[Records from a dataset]
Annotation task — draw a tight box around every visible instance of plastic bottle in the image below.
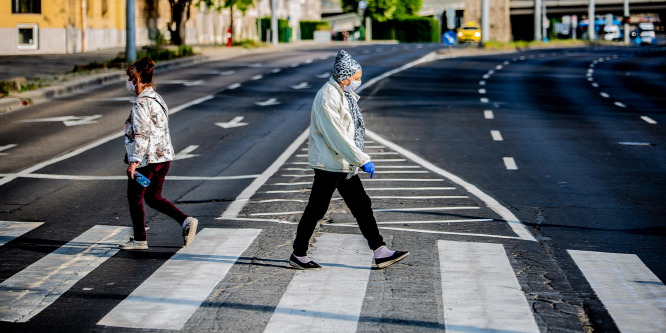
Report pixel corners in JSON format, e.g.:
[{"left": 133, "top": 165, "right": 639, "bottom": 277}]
[{"left": 134, "top": 171, "right": 150, "bottom": 187}]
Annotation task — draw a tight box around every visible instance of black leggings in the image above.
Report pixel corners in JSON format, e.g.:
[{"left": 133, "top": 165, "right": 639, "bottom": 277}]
[{"left": 294, "top": 169, "right": 385, "bottom": 257}]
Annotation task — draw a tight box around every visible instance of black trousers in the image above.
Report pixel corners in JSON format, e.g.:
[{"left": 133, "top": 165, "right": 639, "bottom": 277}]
[{"left": 294, "top": 169, "right": 386, "bottom": 257}]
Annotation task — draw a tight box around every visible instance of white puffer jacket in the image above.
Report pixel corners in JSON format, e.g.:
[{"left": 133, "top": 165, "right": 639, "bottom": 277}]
[{"left": 308, "top": 78, "right": 370, "bottom": 172}]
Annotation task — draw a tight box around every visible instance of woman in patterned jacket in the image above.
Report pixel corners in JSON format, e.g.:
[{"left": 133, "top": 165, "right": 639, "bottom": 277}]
[
  {"left": 289, "top": 50, "right": 409, "bottom": 270},
  {"left": 120, "top": 57, "right": 198, "bottom": 250}
]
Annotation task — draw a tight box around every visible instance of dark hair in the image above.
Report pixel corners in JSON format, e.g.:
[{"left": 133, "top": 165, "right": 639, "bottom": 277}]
[{"left": 127, "top": 57, "right": 155, "bottom": 86}]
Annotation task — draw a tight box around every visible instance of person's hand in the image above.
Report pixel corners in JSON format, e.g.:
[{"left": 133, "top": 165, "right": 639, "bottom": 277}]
[
  {"left": 127, "top": 162, "right": 139, "bottom": 180},
  {"left": 361, "top": 162, "right": 375, "bottom": 178}
]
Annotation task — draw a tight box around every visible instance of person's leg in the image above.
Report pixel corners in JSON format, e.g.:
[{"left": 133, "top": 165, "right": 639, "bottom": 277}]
[
  {"left": 139, "top": 162, "right": 188, "bottom": 226},
  {"left": 127, "top": 167, "right": 151, "bottom": 241},
  {"left": 338, "top": 175, "right": 386, "bottom": 250},
  {"left": 294, "top": 170, "right": 340, "bottom": 257}
]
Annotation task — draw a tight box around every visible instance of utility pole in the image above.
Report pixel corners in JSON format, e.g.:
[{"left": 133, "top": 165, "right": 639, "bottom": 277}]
[
  {"left": 271, "top": 0, "right": 278, "bottom": 46},
  {"left": 481, "top": 0, "right": 490, "bottom": 44},
  {"left": 125, "top": 0, "right": 136, "bottom": 62},
  {"left": 624, "top": 0, "right": 629, "bottom": 44},
  {"left": 587, "top": 0, "right": 597, "bottom": 40},
  {"left": 534, "top": 0, "right": 543, "bottom": 42}
]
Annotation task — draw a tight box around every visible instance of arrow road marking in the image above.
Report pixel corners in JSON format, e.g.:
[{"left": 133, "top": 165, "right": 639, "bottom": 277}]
[
  {"left": 254, "top": 98, "right": 280, "bottom": 106},
  {"left": 173, "top": 145, "right": 201, "bottom": 161},
  {"left": 215, "top": 116, "right": 248, "bottom": 128},
  {"left": 291, "top": 82, "right": 310, "bottom": 90},
  {"left": 0, "top": 144, "right": 18, "bottom": 155},
  {"left": 20, "top": 114, "right": 102, "bottom": 126}
]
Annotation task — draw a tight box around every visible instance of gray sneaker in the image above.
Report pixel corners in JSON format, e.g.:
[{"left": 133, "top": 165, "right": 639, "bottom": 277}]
[
  {"left": 118, "top": 238, "right": 148, "bottom": 251},
  {"left": 183, "top": 216, "right": 199, "bottom": 246}
]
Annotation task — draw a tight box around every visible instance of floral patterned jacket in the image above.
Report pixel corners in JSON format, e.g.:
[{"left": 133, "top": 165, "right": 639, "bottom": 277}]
[{"left": 125, "top": 87, "right": 175, "bottom": 167}]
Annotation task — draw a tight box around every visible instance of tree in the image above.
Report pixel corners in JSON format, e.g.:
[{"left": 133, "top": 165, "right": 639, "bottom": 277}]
[
  {"left": 167, "top": 0, "right": 192, "bottom": 45},
  {"left": 196, "top": 0, "right": 254, "bottom": 41}
]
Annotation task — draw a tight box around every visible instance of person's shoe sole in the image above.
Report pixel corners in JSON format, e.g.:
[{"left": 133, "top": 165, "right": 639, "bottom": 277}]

■ **What is expected**
Extract all the entries word for word; omit any pictures.

■ **Solution below**
Annotation task — draw a tight box around every visible instance of plastic bottle in the image below.
Report pixel corners in JSON format, e.g.:
[{"left": 133, "top": 165, "right": 639, "bottom": 277}]
[{"left": 134, "top": 171, "right": 150, "bottom": 187}]
Annotation task — draw a tight box around every visible instance of black leggings in the image above.
Report pixel corners in JSON format, e.g.:
[{"left": 133, "top": 165, "right": 639, "bottom": 277}]
[{"left": 294, "top": 169, "right": 385, "bottom": 257}]
Annotation task — draw a tight box around every visible instance of black trousers in the image above.
Report pixel corners in JSON format, e.g.:
[{"left": 133, "top": 165, "right": 639, "bottom": 277}]
[{"left": 294, "top": 169, "right": 386, "bottom": 257}]
Annotation task — draw a tight box around every visible instance of white puffer jacket in the image above.
Report pixel corners in JSON format, e.g.:
[{"left": 133, "top": 165, "right": 639, "bottom": 277}]
[{"left": 308, "top": 78, "right": 370, "bottom": 172}]
Annotation task — draw a tight box around every visible instance of woman in patterned jacket in the image above.
Report pixel corners in JSON format, e.g.:
[{"left": 133, "top": 165, "right": 639, "bottom": 277}]
[
  {"left": 289, "top": 50, "right": 409, "bottom": 270},
  {"left": 120, "top": 57, "right": 198, "bottom": 250}
]
Annotation task — draw a tight box around every visible instance of dark hair in the image above.
Report pixel corners in JSON format, e.g.:
[{"left": 133, "top": 165, "right": 639, "bottom": 277}]
[{"left": 127, "top": 57, "right": 155, "bottom": 86}]
Annotation task — draw a tight box around every visible instance of person's hand in the image above.
Report pixel corners in JSON format, e.g.:
[{"left": 133, "top": 165, "right": 639, "bottom": 277}]
[
  {"left": 127, "top": 162, "right": 139, "bottom": 180},
  {"left": 361, "top": 162, "right": 375, "bottom": 178}
]
Annotation task — draw a tight box around every visible instance of person's leg in the image above.
Report pixel corners in JSON format, e.g.:
[{"left": 133, "top": 165, "right": 639, "bottom": 277}]
[
  {"left": 139, "top": 162, "right": 188, "bottom": 226},
  {"left": 127, "top": 167, "right": 151, "bottom": 241},
  {"left": 338, "top": 175, "right": 386, "bottom": 250},
  {"left": 294, "top": 170, "right": 340, "bottom": 257}
]
Annotation task — draw a tight box around every visible instance of utility pole in the image above.
Report pixel corners in JSON format, e.g.:
[{"left": 133, "top": 165, "right": 639, "bottom": 277}]
[
  {"left": 271, "top": 0, "right": 278, "bottom": 46},
  {"left": 481, "top": 0, "right": 490, "bottom": 44},
  {"left": 125, "top": 0, "right": 136, "bottom": 62},
  {"left": 624, "top": 0, "right": 629, "bottom": 44},
  {"left": 587, "top": 0, "right": 597, "bottom": 40},
  {"left": 534, "top": 0, "right": 543, "bottom": 42}
]
Annotation task — draw a tight box around every visible instance of arrow road marking in the image above.
Report pixel corners in JSON format, e.g.:
[{"left": 133, "top": 165, "right": 639, "bottom": 277}]
[
  {"left": 254, "top": 98, "right": 280, "bottom": 106},
  {"left": 173, "top": 145, "right": 201, "bottom": 161},
  {"left": 215, "top": 116, "right": 248, "bottom": 128},
  {"left": 291, "top": 82, "right": 310, "bottom": 90},
  {"left": 0, "top": 144, "right": 18, "bottom": 155},
  {"left": 20, "top": 114, "right": 102, "bottom": 126}
]
Annotation task — draw a tight box around every visible instance of gray sneaker in the image above.
Report pixel corners in JSON format, e.g.:
[{"left": 133, "top": 165, "right": 639, "bottom": 277}]
[
  {"left": 118, "top": 238, "right": 148, "bottom": 251},
  {"left": 183, "top": 216, "right": 199, "bottom": 246}
]
Annotation task — draw a tight box around every visible instance of floral patterned jacket in the image above.
Report pixel corners in JSON format, e.g.:
[{"left": 133, "top": 165, "right": 639, "bottom": 277}]
[{"left": 125, "top": 87, "right": 175, "bottom": 167}]
Annotation task — draw a tight box around every visible instance of tree in the image above.
Report pixel corners in JSON format, e.g.:
[{"left": 133, "top": 165, "right": 639, "bottom": 277}]
[
  {"left": 167, "top": 0, "right": 192, "bottom": 45},
  {"left": 196, "top": 0, "right": 254, "bottom": 41}
]
Annotation task — draw a tight box around every visible instance of person's shoe sole in the image above.
Report pixel corners in JSON format, e.g.:
[{"left": 133, "top": 165, "right": 639, "bottom": 277}]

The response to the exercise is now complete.